──────── Record excerpts ────────
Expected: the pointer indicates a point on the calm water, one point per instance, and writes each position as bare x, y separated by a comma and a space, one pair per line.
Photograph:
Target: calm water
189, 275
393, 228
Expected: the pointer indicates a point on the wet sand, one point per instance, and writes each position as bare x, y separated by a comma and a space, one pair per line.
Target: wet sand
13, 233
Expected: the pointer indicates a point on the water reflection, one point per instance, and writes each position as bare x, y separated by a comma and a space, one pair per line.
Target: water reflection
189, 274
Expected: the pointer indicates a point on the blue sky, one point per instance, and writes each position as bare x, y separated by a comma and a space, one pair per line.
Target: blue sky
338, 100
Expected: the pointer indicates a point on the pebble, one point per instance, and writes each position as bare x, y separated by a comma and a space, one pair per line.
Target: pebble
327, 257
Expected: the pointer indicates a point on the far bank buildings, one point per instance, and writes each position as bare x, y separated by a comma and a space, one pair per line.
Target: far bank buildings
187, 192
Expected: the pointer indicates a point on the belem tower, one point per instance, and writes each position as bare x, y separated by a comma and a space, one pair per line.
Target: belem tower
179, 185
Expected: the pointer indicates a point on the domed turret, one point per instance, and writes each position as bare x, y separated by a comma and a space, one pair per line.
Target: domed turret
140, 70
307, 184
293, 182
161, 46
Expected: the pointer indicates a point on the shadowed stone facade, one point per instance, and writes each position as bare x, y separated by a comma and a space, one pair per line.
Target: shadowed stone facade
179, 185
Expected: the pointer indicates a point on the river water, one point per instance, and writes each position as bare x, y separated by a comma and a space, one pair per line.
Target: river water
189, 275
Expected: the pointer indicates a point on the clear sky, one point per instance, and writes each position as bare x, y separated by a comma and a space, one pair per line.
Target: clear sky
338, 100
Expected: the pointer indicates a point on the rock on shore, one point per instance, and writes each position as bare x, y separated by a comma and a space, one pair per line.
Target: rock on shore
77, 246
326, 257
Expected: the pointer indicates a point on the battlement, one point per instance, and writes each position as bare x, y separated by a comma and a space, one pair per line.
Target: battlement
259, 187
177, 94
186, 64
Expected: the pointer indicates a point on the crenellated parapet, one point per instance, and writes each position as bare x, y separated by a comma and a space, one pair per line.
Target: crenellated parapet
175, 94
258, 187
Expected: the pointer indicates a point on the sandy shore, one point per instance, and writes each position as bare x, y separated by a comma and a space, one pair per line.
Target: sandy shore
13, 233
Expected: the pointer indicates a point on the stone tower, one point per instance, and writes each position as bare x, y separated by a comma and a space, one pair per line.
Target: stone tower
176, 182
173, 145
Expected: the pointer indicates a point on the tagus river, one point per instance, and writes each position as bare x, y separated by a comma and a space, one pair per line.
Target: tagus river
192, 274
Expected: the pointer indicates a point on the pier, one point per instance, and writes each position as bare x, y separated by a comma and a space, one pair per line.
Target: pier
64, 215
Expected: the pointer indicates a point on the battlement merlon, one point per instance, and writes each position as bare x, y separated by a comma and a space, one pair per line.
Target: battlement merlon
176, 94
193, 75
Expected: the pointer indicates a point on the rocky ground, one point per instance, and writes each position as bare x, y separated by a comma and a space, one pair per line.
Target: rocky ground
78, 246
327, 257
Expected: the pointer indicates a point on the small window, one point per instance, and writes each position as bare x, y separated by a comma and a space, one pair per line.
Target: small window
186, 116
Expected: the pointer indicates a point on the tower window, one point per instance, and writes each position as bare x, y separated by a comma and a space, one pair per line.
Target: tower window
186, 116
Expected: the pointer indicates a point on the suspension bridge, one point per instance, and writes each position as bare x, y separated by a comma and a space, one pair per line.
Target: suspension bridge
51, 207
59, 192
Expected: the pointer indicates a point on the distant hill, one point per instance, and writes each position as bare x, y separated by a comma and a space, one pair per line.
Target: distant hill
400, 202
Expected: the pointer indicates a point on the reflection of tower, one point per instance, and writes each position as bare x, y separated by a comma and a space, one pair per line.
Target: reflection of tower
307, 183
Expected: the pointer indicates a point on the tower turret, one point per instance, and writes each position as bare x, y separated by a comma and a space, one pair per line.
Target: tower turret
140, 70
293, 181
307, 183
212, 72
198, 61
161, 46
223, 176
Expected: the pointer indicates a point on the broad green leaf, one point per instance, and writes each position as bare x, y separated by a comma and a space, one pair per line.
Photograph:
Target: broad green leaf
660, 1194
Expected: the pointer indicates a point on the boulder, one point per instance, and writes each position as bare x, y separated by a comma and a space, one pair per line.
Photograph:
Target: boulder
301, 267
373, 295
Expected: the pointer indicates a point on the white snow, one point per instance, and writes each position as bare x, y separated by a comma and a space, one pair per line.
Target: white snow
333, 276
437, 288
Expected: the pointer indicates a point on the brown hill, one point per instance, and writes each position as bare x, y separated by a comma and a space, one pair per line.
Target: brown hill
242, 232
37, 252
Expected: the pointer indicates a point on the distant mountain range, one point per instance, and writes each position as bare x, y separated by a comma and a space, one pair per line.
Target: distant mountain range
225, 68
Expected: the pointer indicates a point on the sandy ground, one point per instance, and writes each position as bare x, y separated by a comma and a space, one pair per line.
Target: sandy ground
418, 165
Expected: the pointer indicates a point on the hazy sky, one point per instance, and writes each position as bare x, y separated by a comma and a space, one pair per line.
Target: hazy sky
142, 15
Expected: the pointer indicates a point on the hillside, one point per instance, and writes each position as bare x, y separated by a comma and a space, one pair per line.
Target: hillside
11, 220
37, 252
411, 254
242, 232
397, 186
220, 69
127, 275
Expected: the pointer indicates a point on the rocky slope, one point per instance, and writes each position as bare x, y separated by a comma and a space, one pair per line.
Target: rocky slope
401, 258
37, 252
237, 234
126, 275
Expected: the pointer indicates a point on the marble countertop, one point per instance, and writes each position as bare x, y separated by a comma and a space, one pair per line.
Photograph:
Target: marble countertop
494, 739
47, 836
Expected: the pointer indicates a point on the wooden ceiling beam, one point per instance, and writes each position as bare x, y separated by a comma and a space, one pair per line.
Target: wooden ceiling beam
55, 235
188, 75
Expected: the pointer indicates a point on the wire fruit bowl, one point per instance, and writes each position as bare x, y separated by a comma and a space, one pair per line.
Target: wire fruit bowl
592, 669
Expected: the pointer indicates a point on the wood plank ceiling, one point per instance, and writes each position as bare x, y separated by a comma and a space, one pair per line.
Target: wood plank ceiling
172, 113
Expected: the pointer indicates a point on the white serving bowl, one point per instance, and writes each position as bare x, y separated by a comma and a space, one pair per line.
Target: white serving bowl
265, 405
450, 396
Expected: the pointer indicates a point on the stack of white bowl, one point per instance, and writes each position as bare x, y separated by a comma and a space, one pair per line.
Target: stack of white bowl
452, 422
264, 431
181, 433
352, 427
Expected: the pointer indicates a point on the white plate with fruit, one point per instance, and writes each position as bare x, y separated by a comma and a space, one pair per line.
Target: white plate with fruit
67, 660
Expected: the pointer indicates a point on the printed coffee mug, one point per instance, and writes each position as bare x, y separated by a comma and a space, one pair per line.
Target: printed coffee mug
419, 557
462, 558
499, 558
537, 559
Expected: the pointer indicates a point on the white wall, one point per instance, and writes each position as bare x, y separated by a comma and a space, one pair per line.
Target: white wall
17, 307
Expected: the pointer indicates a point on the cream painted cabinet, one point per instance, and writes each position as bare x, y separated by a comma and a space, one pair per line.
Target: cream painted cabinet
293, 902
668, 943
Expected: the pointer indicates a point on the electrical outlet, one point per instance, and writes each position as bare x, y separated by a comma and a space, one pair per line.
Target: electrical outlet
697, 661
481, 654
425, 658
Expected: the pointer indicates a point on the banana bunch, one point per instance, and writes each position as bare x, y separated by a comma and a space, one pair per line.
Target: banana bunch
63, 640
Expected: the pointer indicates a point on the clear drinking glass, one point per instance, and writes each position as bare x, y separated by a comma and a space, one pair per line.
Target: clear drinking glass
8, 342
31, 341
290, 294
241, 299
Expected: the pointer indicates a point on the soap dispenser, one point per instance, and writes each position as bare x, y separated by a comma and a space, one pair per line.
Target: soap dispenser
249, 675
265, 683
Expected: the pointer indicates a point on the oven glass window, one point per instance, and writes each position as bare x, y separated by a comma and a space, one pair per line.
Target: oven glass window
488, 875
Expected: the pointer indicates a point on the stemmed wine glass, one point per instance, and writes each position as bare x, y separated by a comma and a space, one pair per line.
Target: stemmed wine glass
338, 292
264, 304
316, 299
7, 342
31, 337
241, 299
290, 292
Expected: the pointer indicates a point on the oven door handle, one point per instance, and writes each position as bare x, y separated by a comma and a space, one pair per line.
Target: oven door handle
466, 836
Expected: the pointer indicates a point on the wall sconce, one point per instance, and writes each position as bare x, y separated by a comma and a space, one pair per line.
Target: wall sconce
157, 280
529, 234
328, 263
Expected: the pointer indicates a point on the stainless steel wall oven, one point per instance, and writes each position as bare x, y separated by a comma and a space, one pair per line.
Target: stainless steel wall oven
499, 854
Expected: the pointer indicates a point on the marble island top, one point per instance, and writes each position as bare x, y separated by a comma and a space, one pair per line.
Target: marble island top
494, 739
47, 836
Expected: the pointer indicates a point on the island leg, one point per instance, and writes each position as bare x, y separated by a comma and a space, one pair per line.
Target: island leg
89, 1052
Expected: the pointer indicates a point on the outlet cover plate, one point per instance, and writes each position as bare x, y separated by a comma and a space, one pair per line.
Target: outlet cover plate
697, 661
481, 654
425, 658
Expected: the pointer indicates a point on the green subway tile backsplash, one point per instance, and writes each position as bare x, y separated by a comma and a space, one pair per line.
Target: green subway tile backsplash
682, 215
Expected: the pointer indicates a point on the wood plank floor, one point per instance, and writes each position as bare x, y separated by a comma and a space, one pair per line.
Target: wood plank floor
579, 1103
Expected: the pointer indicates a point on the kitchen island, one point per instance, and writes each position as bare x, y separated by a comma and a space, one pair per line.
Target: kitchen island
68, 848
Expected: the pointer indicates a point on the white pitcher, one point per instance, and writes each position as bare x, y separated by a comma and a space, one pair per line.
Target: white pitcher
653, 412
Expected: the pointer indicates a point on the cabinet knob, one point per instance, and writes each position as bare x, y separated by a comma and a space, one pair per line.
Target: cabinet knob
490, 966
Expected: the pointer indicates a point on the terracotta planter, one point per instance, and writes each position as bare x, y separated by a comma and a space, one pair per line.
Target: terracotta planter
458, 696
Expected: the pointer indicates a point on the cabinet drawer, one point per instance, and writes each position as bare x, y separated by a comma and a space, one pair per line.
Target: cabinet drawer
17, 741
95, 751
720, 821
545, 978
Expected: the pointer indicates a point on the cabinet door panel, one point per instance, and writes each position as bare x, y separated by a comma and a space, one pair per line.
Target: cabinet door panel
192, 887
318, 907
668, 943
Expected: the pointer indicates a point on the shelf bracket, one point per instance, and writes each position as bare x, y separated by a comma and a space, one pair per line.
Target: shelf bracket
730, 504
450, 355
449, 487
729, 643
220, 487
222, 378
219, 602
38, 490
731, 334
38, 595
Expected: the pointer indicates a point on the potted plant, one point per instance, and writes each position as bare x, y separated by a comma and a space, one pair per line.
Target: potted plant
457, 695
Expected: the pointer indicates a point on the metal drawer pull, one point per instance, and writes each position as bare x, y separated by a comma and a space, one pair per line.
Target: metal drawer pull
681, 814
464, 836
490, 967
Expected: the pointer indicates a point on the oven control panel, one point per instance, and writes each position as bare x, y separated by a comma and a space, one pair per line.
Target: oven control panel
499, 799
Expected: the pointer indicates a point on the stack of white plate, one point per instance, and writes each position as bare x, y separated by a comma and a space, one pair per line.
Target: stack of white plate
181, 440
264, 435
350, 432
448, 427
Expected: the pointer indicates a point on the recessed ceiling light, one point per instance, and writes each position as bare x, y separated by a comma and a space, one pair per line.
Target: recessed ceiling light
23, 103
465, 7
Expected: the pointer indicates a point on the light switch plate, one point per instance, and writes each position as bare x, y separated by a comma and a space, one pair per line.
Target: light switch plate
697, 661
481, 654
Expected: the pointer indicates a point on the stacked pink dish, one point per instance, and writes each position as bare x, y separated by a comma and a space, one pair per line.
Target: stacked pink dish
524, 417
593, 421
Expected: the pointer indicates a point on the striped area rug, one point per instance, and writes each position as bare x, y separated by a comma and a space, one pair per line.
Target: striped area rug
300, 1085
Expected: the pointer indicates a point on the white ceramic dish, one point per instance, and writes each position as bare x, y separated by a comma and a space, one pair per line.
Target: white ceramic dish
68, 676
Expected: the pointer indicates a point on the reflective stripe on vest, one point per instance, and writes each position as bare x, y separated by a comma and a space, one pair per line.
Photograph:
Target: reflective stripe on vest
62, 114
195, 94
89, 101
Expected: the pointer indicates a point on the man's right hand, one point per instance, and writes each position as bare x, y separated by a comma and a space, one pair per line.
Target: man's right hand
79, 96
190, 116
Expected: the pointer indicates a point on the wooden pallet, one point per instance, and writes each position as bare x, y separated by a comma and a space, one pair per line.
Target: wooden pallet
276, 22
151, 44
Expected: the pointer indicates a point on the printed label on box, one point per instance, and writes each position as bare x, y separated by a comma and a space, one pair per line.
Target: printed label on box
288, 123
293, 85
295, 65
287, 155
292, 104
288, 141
────────
### Written exercise
Every line from the one containing "Expected: the pointer indicates a point on the striped" through the end of the data must be repeated exactly, and no other line.

### Complete output
Expected: the pointer indicates a point on the striped area rug, one point per instance, and writes each position as bare x, y separated by a comma and a space, one pair per line.
Target: striped area rug
300, 1085
Expected: the pointer indicates a point on the white ceramic dish, one point per instance, and writes each position as bare x, y separated by a comma and a space, one pair per line.
Target: white ceramic dish
68, 676
Expected: the pointer indicates a point on the reflective stripe on vest, one point per instance, and writes each position as bare x, y separated by a comma and a space, one pair per line.
Photograph:
Target: reflective stripe on vest
62, 114
195, 94
89, 101
Expected: the pointer indicates a point on the man's right hand, one point per instance, and writes each position as bare x, y separated by a comma and a space, one pair per line.
Target: man's right hand
79, 96
190, 116
Expected: the pointer indicates a point on the wooden pallet, one point per instance, and writes each position as bare x, y separated by a comma and a space, one pair per line.
Target: wooden pallet
276, 22
151, 44
Expected: the pointer indicates a point on the printed label on box, one point per instance, and writes each position as bare x, y separated by a comma and a space, one pair per line.
Target: printed label on box
288, 123
293, 85
295, 65
287, 155
292, 104
288, 141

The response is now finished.